* **Problem description**
The entire listing is to be repeated verbatim.

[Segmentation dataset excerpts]
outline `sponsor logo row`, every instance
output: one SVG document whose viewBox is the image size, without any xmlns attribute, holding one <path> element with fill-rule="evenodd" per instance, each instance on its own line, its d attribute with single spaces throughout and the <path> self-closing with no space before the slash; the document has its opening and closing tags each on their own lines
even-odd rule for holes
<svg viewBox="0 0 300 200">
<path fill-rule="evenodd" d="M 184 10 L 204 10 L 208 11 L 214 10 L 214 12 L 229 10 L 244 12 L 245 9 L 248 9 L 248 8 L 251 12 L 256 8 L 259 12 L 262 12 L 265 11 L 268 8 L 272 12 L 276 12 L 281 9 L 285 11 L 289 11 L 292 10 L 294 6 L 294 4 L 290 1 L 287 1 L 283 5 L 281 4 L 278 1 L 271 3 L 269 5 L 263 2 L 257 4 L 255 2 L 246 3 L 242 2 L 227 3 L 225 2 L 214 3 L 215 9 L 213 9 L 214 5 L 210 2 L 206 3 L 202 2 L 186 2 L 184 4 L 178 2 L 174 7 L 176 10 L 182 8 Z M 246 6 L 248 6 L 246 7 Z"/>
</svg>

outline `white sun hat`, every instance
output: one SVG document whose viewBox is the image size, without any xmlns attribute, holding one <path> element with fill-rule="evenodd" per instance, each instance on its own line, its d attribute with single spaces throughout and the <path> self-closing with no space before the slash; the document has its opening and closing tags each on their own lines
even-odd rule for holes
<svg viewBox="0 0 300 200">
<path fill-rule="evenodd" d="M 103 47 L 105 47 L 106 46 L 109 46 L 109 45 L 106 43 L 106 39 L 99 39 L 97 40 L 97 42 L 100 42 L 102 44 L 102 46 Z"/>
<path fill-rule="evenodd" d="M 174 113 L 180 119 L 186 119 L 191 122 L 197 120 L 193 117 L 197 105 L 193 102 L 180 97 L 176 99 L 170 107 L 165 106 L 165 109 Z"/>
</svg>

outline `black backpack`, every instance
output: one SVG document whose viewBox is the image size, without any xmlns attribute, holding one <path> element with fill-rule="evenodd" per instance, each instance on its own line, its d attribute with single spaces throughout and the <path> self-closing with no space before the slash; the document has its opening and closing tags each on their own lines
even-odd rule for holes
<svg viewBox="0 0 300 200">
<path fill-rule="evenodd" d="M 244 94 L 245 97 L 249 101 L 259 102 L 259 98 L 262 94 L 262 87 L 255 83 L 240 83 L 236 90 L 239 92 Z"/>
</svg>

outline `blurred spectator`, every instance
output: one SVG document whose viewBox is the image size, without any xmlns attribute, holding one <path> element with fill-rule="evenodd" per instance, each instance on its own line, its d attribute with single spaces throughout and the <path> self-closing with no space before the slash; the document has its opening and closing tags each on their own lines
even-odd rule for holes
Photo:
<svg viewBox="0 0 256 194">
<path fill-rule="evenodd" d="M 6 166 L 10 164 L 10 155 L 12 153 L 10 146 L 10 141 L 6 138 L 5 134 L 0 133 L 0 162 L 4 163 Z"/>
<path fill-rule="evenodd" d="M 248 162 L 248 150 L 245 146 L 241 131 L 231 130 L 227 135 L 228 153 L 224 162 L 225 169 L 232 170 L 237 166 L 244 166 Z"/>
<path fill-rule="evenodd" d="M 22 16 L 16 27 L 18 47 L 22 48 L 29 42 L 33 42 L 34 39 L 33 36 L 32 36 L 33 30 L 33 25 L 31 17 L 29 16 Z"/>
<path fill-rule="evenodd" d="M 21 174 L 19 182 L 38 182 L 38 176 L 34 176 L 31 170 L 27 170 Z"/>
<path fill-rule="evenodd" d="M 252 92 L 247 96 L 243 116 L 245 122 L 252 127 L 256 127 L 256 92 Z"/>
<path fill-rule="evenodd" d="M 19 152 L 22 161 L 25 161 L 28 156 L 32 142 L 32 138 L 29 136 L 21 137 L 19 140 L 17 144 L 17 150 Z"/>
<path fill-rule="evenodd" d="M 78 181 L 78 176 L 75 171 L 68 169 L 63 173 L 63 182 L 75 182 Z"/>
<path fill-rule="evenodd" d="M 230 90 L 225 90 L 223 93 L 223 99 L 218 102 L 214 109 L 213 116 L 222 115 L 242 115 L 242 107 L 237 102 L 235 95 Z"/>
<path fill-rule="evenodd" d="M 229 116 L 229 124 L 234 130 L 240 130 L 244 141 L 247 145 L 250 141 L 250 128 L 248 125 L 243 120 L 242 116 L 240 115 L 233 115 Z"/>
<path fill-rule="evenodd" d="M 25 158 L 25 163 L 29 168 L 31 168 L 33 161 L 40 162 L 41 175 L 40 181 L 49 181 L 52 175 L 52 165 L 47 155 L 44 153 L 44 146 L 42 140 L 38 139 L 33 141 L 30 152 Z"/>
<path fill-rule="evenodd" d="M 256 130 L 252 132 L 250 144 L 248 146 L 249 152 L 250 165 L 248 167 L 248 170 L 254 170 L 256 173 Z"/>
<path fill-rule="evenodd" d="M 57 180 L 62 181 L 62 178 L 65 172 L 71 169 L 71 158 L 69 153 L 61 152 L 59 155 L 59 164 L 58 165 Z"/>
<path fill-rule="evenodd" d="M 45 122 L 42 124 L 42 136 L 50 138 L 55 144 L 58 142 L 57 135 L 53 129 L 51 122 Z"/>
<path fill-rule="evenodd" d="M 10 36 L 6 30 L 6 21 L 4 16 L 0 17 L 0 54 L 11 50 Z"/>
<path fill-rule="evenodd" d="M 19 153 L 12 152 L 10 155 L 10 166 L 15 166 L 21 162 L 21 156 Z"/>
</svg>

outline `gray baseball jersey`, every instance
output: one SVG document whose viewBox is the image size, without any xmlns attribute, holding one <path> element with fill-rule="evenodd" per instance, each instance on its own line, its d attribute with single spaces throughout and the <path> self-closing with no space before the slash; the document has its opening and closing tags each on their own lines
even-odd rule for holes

* **Result**
outline `sponsor logo row`, every instance
output: one SVG document whose viewBox is the image size, without any xmlns attribute, holding one <path> element with fill-rule="evenodd" per instance, each instance on its own line, its d attribute with single spaces throughout and the <path> self-closing with no space before the slash; the document has its opening and closing tags each on their own lines
even-odd rule for holes
<svg viewBox="0 0 300 200">
<path fill-rule="evenodd" d="M 184 10 L 204 10 L 208 11 L 214 10 L 214 12 L 229 10 L 244 12 L 245 9 L 248 9 L 248 8 L 251 12 L 256 8 L 259 12 L 262 12 L 265 11 L 268 8 L 272 12 L 276 12 L 281 9 L 285 11 L 289 11 L 292 10 L 294 6 L 294 4 L 290 1 L 287 1 L 283 5 L 281 4 L 278 1 L 271 3 L 269 5 L 263 2 L 257 4 L 255 2 L 246 3 L 242 2 L 227 3 L 225 2 L 214 3 L 215 9 L 213 9 L 214 5 L 210 2 L 206 3 L 202 2 L 186 2 L 184 4 L 178 2 L 174 7 L 176 10 L 182 8 Z M 246 6 L 248 6 L 246 7 Z"/>
</svg>

outline `white sun hat`, every instance
output: one SVG document whose viewBox is the image size, without any xmlns attribute, holding one <path> element with fill-rule="evenodd" per instance, each instance on its own line, its d attribute with single spaces throughout and the <path> self-closing with no space before the slash; the document has its opening and closing tags each on their own lines
even-odd rule for holes
<svg viewBox="0 0 300 200">
<path fill-rule="evenodd" d="M 103 47 L 105 47 L 106 46 L 109 46 L 109 45 L 106 43 L 106 39 L 99 39 L 97 40 L 97 42 L 100 42 L 102 44 L 102 46 Z"/>
<path fill-rule="evenodd" d="M 174 113 L 180 119 L 186 119 L 191 122 L 197 120 L 193 117 L 197 105 L 193 102 L 180 97 L 176 99 L 170 107 L 165 106 L 165 109 Z"/>
</svg>

outline `black backpack`, every instance
output: one SVG document whose viewBox is the image size, without any xmlns attribute, holding one <path> element with fill-rule="evenodd" per instance, each instance on its own line, its d attribute with single spaces throughout and the <path> self-closing with no space before the slash; the document has its opening and closing tags each on their own lines
even-odd rule for holes
<svg viewBox="0 0 300 200">
<path fill-rule="evenodd" d="M 244 94 L 245 97 L 249 101 L 259 102 L 259 98 L 262 94 L 262 87 L 255 83 L 240 83 L 236 90 L 239 92 Z"/>
</svg>

outline `blurred spectator`, every instance
output: one SVG document whose viewBox is the image size, without any xmlns attribute, holding one <path> element with fill-rule="evenodd" per instance, each instance on its own line, its d attribute with single spaces throughout and the <path> self-closing with no space before the slash; the document has its opening and closing tags each on their own lines
even-odd rule for holes
Photo:
<svg viewBox="0 0 256 194">
<path fill-rule="evenodd" d="M 6 166 L 10 164 L 10 155 L 12 153 L 10 146 L 10 141 L 6 138 L 5 134 L 0 133 L 0 162 L 4 163 Z"/>
<path fill-rule="evenodd" d="M 248 162 L 248 150 L 245 146 L 241 131 L 231 130 L 227 135 L 228 153 L 224 162 L 225 169 L 232 170 L 237 166 L 244 166 Z"/>
<path fill-rule="evenodd" d="M 22 16 L 16 27 L 18 47 L 22 48 L 29 42 L 33 42 L 34 39 L 33 36 L 32 36 L 33 30 L 33 25 L 31 17 L 29 16 Z"/>
<path fill-rule="evenodd" d="M 21 174 L 19 182 L 38 182 L 38 176 L 34 176 L 31 170 L 27 170 Z"/>
<path fill-rule="evenodd" d="M 252 92 L 247 96 L 243 116 L 245 122 L 252 127 L 256 127 L 256 92 Z"/>
<path fill-rule="evenodd" d="M 19 152 L 22 161 L 25 161 L 28 156 L 32 142 L 32 138 L 29 136 L 21 137 L 19 140 L 17 144 L 17 150 Z"/>
<path fill-rule="evenodd" d="M 78 181 L 78 176 L 75 171 L 68 169 L 63 173 L 63 182 L 75 182 Z"/>
<path fill-rule="evenodd" d="M 230 90 L 225 90 L 223 93 L 223 99 L 218 102 L 214 109 L 213 116 L 222 115 L 242 115 L 242 107 L 237 102 L 235 95 Z"/>
<path fill-rule="evenodd" d="M 229 116 L 229 124 L 234 130 L 240 130 L 244 141 L 247 145 L 250 141 L 250 128 L 248 125 L 243 120 L 242 116 L 240 115 L 233 115 Z"/>
<path fill-rule="evenodd" d="M 25 158 L 25 163 L 29 168 L 31 168 L 33 161 L 40 162 L 41 175 L 40 181 L 49 181 L 52 175 L 52 165 L 47 155 L 44 153 L 44 146 L 42 140 L 38 139 L 33 141 L 30 152 Z"/>
<path fill-rule="evenodd" d="M 256 130 L 252 132 L 250 144 L 248 146 L 249 152 L 250 165 L 248 167 L 248 170 L 254 170 L 256 173 Z"/>
<path fill-rule="evenodd" d="M 57 180 L 62 181 L 62 178 L 65 172 L 71 169 L 71 158 L 69 153 L 61 152 L 59 155 L 59 164 L 58 165 Z"/>
<path fill-rule="evenodd" d="M 45 122 L 42 124 L 42 136 L 50 138 L 55 144 L 58 142 L 57 135 L 53 129 L 51 122 Z"/>
<path fill-rule="evenodd" d="M 10 36 L 6 30 L 6 21 L 4 16 L 0 17 L 0 54 L 11 50 Z"/>
<path fill-rule="evenodd" d="M 19 153 L 12 152 L 10 155 L 10 166 L 15 166 L 21 162 L 21 156 Z"/>
</svg>

outline `gray baseball jersey`, every instance
output: one SVG document whose viewBox is the image size, without any xmlns attribute, holding one <path> element with fill-rule="evenodd" per instance, each instance on its own line, its d attribute with single spaces throughout and the <path> self-closing with no space before the slash; the document has its opening and closing tags each on their own lines
even-odd rule for holes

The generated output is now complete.